- What to work on -
Pictures do not belong in the copy. Output exactly the lines from the one containing "the black jacket" to the end of the listing below.

++++++++

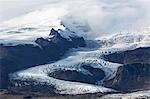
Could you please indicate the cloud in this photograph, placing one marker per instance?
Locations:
(101, 16)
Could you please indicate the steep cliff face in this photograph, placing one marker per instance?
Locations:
(139, 55)
(43, 50)
(134, 74)
(131, 77)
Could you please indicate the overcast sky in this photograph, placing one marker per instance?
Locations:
(13, 8)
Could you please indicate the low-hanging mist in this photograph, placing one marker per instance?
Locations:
(101, 16)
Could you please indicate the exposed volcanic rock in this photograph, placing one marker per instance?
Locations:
(77, 76)
(22, 56)
(131, 77)
(20, 86)
(56, 46)
(134, 74)
(139, 55)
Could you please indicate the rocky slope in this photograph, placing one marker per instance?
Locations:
(21, 56)
(134, 74)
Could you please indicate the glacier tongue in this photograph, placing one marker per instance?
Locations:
(84, 56)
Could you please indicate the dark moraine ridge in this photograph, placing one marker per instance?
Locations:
(22, 56)
(134, 74)
(77, 76)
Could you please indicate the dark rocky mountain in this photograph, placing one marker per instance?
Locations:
(22, 56)
(134, 74)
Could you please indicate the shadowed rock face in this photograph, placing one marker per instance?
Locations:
(139, 55)
(77, 76)
(131, 77)
(134, 74)
(22, 56)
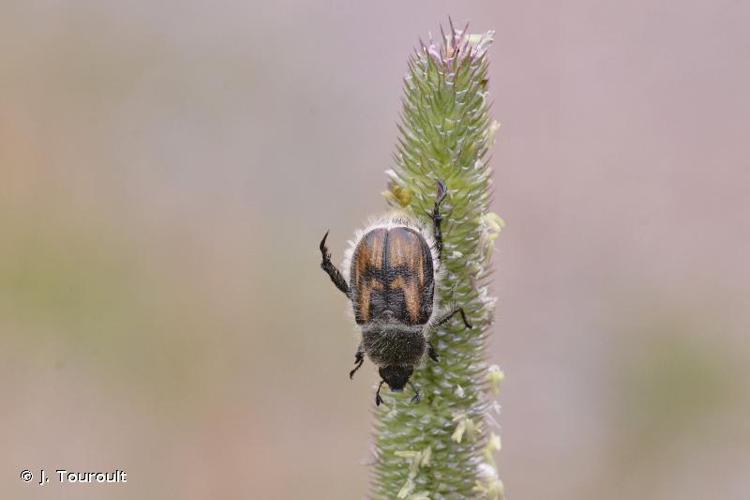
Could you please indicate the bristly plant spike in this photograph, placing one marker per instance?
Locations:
(443, 447)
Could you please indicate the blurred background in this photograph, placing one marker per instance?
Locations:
(166, 173)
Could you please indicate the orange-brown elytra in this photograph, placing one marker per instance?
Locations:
(391, 274)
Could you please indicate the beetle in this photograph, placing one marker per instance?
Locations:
(392, 270)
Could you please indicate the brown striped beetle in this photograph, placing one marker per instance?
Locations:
(392, 270)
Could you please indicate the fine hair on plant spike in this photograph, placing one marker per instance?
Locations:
(443, 447)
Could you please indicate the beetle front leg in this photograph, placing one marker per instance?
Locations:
(359, 358)
(437, 218)
(378, 399)
(432, 353)
(330, 269)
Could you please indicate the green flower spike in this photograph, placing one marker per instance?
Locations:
(442, 448)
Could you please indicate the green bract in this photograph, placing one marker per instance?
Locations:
(443, 447)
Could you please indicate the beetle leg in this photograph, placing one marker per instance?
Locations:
(449, 315)
(359, 358)
(432, 353)
(417, 397)
(329, 268)
(378, 399)
(437, 218)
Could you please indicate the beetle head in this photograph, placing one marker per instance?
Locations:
(396, 376)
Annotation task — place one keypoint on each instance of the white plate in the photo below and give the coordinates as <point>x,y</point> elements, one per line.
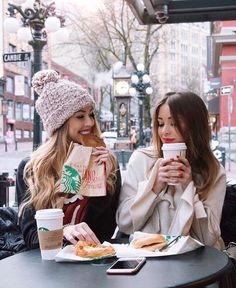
<point>67,254</point>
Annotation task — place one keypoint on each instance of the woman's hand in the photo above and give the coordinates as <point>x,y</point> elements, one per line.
<point>102,154</point>
<point>176,170</point>
<point>162,175</point>
<point>80,231</point>
<point>180,172</point>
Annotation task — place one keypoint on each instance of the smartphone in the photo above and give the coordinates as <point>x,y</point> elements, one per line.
<point>126,266</point>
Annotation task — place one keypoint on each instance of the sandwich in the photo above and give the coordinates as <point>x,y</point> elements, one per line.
<point>150,242</point>
<point>90,140</point>
<point>87,249</point>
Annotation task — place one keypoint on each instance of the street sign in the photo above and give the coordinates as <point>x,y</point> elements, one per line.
<point>225,90</point>
<point>16,57</point>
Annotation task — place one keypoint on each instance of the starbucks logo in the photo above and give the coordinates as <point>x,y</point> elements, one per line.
<point>71,180</point>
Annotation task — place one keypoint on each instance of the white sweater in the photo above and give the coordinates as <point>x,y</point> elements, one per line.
<point>172,211</point>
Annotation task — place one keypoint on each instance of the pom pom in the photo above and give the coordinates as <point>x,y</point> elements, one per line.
<point>41,78</point>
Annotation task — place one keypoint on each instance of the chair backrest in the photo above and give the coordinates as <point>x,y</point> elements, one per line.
<point>228,220</point>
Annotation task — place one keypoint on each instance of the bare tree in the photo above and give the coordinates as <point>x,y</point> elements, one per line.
<point>113,34</point>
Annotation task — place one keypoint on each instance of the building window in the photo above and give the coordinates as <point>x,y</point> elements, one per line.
<point>18,111</point>
<point>10,114</point>
<point>32,113</point>
<point>26,112</point>
<point>9,84</point>
<point>26,134</point>
<point>27,89</point>
<point>18,133</point>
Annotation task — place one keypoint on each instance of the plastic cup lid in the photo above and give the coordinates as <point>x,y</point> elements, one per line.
<point>174,146</point>
<point>49,213</point>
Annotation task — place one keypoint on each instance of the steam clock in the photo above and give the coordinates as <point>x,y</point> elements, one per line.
<point>121,85</point>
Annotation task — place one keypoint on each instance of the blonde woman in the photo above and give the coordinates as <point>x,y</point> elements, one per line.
<point>67,112</point>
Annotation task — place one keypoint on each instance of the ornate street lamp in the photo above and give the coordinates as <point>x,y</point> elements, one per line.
<point>37,19</point>
<point>140,84</point>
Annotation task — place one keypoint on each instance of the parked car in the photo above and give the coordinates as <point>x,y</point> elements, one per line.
<point>110,138</point>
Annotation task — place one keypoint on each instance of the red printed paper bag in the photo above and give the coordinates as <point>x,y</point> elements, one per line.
<point>81,174</point>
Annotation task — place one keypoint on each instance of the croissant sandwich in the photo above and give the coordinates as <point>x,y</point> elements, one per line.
<point>91,250</point>
<point>91,140</point>
<point>151,242</point>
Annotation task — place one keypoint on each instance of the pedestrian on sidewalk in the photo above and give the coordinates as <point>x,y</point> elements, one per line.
<point>67,113</point>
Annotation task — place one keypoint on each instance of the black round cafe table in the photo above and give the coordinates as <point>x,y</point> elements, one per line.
<point>198,268</point>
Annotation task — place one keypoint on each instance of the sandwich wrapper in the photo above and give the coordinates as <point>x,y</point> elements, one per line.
<point>182,245</point>
<point>81,174</point>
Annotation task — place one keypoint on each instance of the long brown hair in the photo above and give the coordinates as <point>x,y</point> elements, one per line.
<point>189,108</point>
<point>43,171</point>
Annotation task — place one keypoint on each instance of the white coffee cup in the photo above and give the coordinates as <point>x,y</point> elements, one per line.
<point>171,150</point>
<point>50,232</point>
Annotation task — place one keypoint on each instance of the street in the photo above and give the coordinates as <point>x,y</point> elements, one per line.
<point>10,160</point>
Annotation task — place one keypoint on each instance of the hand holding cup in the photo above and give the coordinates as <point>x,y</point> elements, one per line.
<point>175,153</point>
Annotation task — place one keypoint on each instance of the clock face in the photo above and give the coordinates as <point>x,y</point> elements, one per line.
<point>122,88</point>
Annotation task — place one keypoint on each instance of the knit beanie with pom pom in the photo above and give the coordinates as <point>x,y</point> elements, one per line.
<point>58,99</point>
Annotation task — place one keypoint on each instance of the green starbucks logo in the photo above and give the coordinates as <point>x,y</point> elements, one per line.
<point>71,180</point>
<point>43,229</point>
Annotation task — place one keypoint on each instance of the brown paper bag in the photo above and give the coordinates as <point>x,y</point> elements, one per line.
<point>81,174</point>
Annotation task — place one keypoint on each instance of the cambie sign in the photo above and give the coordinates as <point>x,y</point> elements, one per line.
<point>16,57</point>
<point>225,90</point>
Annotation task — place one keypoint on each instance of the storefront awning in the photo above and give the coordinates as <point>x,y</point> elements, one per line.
<point>178,11</point>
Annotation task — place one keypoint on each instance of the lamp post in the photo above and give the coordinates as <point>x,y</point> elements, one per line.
<point>37,19</point>
<point>140,84</point>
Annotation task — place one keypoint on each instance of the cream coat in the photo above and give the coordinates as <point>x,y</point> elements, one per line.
<point>172,211</point>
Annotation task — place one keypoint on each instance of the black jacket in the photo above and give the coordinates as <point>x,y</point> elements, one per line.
<point>11,240</point>
<point>100,212</point>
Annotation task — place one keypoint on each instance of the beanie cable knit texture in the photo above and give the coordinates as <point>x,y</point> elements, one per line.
<point>58,99</point>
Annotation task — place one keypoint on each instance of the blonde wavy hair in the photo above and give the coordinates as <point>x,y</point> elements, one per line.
<point>42,173</point>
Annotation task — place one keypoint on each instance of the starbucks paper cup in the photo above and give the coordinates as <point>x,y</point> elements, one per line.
<point>50,232</point>
<point>171,150</point>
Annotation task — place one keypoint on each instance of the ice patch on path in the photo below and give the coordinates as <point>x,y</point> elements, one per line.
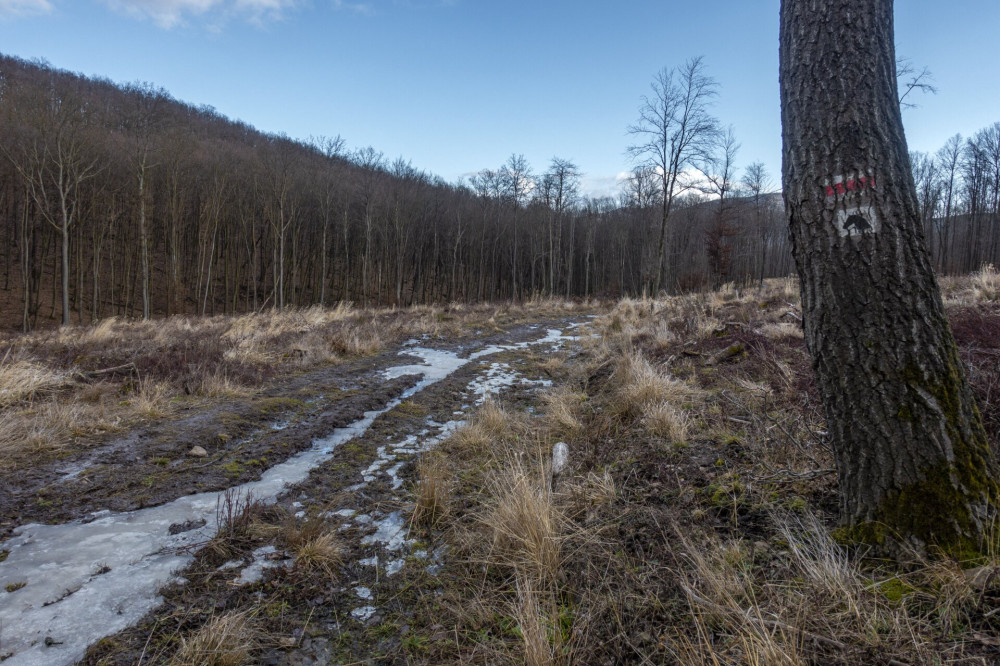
<point>63,598</point>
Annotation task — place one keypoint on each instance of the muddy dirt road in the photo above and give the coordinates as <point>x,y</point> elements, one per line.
<point>90,540</point>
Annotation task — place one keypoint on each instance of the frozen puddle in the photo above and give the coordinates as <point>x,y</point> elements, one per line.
<point>78,582</point>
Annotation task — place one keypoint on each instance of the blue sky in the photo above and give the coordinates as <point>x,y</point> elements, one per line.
<point>458,85</point>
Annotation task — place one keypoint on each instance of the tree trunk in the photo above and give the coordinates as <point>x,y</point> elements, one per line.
<point>912,455</point>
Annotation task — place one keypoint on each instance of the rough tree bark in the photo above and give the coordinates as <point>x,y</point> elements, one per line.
<point>914,463</point>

++++++++

- Written response -
Annotation task — place one keypoint on each instance of the black jacket in the photo above and give the coordinates as <point>x,y</point> elements, one per line.
<point>11,240</point>
<point>100,212</point>
Annotation task — place one keypoint on each instance of the beanie cable knit texture in the photo above and give the coordinates as <point>x,y</point> elements, one per line.
<point>58,99</point>
Annotation task — place one keypoint on each instance of the blonde wavy hair in the photo above and give the coordinates as <point>x,y</point> elements, one per line.
<point>42,173</point>
Annotation task — place one keypoint on each instance of the starbucks paper cup in the photo above and give the coordinates as <point>x,y</point> elements, one per line.
<point>50,232</point>
<point>171,150</point>
Annotation task — place one keypoint on each instance of the ice patch on path in the photo below and give the coordinates as <point>x,y</point> elements, one per line.
<point>63,598</point>
Annotation task — place one keypoint on each instance of the muddy dirt road in the photo above and give the coordinates as <point>x,y</point> elements, one per line.
<point>90,540</point>
Annotation task — place one keypoint on each instance of the frozen puddle in the photo above and give the coordinates as <point>x,y</point> elements, one per line.
<point>78,582</point>
Annotation task — place one keypoint on each instance of the blue sky in the photo above and give the coordinates as <point>x,y</point> elements, one per line.
<point>458,85</point>
Annotation task — place one keypoint on each instance of the tree trunk in the photo above and give the coordinates as <point>x,y</point> elements, one per line.
<point>912,455</point>
Annotation task — place one keypoint on each instance of the rough tree bark in the photo above and give the coordinates as <point>x,y</point> elements, one per line.
<point>914,463</point>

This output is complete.